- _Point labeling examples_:
○ ○ ○ ○
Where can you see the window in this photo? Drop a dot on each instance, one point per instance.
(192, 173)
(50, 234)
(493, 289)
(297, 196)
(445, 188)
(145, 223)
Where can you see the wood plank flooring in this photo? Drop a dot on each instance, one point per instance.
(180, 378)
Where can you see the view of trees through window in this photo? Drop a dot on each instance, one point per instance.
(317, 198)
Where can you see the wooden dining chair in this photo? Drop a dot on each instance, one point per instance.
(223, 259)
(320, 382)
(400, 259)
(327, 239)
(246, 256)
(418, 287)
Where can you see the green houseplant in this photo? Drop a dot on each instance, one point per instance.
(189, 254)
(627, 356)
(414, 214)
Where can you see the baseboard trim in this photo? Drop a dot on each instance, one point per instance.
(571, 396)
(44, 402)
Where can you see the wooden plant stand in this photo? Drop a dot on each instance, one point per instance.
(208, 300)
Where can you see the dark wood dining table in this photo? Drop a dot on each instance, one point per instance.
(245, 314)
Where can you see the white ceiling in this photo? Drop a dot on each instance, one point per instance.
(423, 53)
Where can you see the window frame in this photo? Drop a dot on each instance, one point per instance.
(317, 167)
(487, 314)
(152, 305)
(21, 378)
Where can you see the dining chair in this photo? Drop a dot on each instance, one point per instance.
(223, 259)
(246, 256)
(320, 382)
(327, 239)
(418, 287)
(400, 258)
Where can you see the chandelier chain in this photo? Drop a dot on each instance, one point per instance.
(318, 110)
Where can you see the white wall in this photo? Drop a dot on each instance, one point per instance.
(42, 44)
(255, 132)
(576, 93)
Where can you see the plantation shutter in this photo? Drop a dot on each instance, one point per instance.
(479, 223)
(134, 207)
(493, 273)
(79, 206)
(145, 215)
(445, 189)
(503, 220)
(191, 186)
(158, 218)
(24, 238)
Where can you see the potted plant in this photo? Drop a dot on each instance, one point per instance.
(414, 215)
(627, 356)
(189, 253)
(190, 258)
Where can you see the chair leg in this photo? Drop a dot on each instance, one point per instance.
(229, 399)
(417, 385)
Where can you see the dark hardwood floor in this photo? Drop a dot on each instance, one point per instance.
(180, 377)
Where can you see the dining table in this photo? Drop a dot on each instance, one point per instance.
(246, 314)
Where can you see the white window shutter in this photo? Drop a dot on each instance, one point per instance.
○ ○ ○ ○
- _Written request_: From the listing above, extract every line exactly as it stands.

- _Task answer_:
Where can you see the window in this photo? Drop a dot on each instance, one point per instance.
(192, 173)
(50, 234)
(493, 289)
(297, 196)
(445, 188)
(145, 223)
Where can you see the wood plank flooring in this photo? Drop a dot on each instance, one point per instance.
(180, 378)
Where can you see the view of trees through window in this photo? Drop a dot on each instance, one point per instance.
(317, 198)
Where can you see the wooden dining chair in this photo? Drop a dot on each instance, one point per instance.
(223, 259)
(320, 382)
(400, 259)
(327, 239)
(246, 256)
(418, 287)
Where can you see the green houseplant in this photo? Drop a dot on each instance, one point per instance.
(189, 254)
(627, 356)
(414, 214)
Where can you see the baseboard trim in this photo? Drop a dot on each instance, one point per instance.
(571, 396)
(44, 402)
Where can you see the wooden plant stand in this photo? Drop a dot on each instance, one point per instance.
(208, 300)
Where can you see the dark wood dining table in this photo? Drop a dot on each instance, one point per instance.
(245, 314)
Where can you see the white ceiling in this photo? Drop a dot on each instance, one point per instance.
(423, 53)
Where can you see the window frame in this photo? Drop a dot on each instance, one point per instance.
(317, 167)
(487, 314)
(152, 305)
(21, 378)
Where can you see the dining chair in this photo? Drop a dot on each instance, one point per instance.
(223, 259)
(246, 256)
(320, 382)
(327, 239)
(418, 287)
(400, 258)
Where can you see the chandelier chain in this photo? Drop a dot on each instance, one point per instance.
(318, 110)
Where can you see the white wall in this photo? Drop a dot on each instance, one point per instance.
(42, 44)
(255, 132)
(576, 93)
Where can you see the plantation shutter in this photo? Drop a dot on each instance, one point per instance.
(479, 223)
(134, 207)
(493, 273)
(79, 206)
(145, 215)
(445, 189)
(503, 220)
(191, 186)
(158, 218)
(24, 238)
Where can you see the potted plant in this photo? Drop a dot on each instance, one point per instance.
(414, 215)
(627, 356)
(189, 253)
(190, 258)
Where can you see the chair leg in this photo? Drop a dot on each instance, one point per instance.
(229, 399)
(417, 385)
Where can you see the dark hardwood floor in this photo? Drop a dot on each instance, one point per instance.
(180, 377)
Where can you see the dining table in this photo? Drop a dot on each instance, one point per instance.
(246, 314)
Where can you see the white window shutter in this photo? Drop a dot on each instance, one point per instance.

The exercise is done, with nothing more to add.